### Parts of the exercise
A) Answer these questions from the text on heated ATR measurements, one per line:
(i) To what temperature was the butter heated?
(ii) How many sample concentrations did Pudney et al. analyze to construct their phase behavior diagram?
(iii) Above what temperature does the CH2 peak frequency rapidly increase?
B) Echo the text on heated ATR measurements from "Acid-soaps are a" up to and including "broadened upon heating.".
C) Using the text on heated ATR measurements, explain why the oil phase disappears from the spectrum as the butter is heated.

### Given text

--- start ---

The clarification of butter into two phases can be seen clearly when heated from room temperature to 110 °C using a Quest™ heated ATR puck. Figure 1 shows the corresponding FTIR spectra. At low temperature (darkest blue line) the peaks associated with the oil component of the emulsion are clearly visible (saturated CH stretches, 3000-2800 cm-1, C=O stretch at 1740 cm-1 and fingerprint region, 1500-1000 cm-1), as well as small peaks associated with the water component (3390 and 1630 cm-1). As the sample is heated the emulsion separates into two phases, with the oil phase (which floats to the top) disappearing from the spectrum due to limited depth of penetration2.
Acid-soaps are a class of commercially produced compounds used in soap bars, cleaners, and cosmetics. Pudney et al. reported an ATR study of the phase behavior of stearic acid-triethanolamine (TEA) soap, from 0 to 100% neutralization of the acid3. Specac was able to replicate part of this study using a heated Quest™ ATR. In their work Pudney et al. were able to construct a phase behavior diagram from the 20 sample concentrations they had analyzed; at 85% acid neutralization the authors reported that the CH2 stretching vibrations decreased in intensity, shifted in position, and broadened upon heating.
Figure 2 plots the variation of the peak position of the CH2 stretching frequency with temperature. The overall trend of the graph shows a good match to the previous work3. Both plots show the peak shifting slowly from ca. 64 to 70 °C, corresponding to a multiphase system. Above 70 °C the peak frequency rapidly increases in both experiments corresponding to the transition to a liquid crystal phase.

--- end ---

### Listed entries
--- start ---

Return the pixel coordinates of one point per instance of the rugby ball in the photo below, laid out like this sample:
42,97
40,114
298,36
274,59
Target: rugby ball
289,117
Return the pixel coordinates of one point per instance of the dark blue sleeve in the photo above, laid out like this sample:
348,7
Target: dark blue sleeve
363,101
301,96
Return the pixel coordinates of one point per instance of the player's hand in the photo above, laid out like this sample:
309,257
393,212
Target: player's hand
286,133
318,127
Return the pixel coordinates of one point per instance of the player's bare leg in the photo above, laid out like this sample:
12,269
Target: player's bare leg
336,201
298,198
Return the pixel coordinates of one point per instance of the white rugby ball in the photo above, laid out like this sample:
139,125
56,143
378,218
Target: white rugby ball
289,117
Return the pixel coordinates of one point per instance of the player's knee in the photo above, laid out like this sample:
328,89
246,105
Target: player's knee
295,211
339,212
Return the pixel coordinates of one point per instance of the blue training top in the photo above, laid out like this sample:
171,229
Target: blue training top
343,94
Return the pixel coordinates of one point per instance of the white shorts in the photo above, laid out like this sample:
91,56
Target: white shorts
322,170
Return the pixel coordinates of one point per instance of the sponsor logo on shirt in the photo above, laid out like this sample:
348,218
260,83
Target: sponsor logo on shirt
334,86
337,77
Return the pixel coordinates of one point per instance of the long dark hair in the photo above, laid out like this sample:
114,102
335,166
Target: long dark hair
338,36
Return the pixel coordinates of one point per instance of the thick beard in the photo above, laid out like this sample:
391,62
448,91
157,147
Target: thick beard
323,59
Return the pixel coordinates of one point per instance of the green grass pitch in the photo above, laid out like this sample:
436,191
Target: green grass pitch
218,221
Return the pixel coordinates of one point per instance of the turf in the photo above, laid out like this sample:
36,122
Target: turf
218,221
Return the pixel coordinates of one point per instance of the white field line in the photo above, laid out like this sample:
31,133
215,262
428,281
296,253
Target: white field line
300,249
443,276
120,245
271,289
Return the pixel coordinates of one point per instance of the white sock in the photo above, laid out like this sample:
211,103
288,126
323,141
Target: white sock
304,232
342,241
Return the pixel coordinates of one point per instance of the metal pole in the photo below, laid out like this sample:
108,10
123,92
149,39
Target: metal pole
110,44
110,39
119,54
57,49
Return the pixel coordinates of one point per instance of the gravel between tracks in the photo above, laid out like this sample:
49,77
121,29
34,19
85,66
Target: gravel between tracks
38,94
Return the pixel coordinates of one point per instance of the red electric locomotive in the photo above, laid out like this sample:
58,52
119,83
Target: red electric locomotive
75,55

--- end ---

### Per-task answers
A)
(i) 110 °C
(ii) 20
(iii) 70 °C

B)
Acid-soaps are a class of commercially produced compounds used in soap bars, cleaners, and cosmetics. Pudney et al. reported an ATR study of the phase behavior of stearic acid-triethanolamine (TEA) soap, from 0 to 100% neutralization of the acid3. Specac was able to replicate part of this study using a heated Quest™ ATR. In their work Pudney et al. were able to construct a phase behavior diagram from the 20 sample concentrations they had analyzed; at 85% acid neutralization the authors reported that the CH2 stretching vibrations decreased in intensity, shifted in position, and broadened upon heating.

C) On heating, the emulsion separates into two phases, and the oil phase floats to the top. Because of the limited depth of penetration, the oil phase then disappears from the spectrum.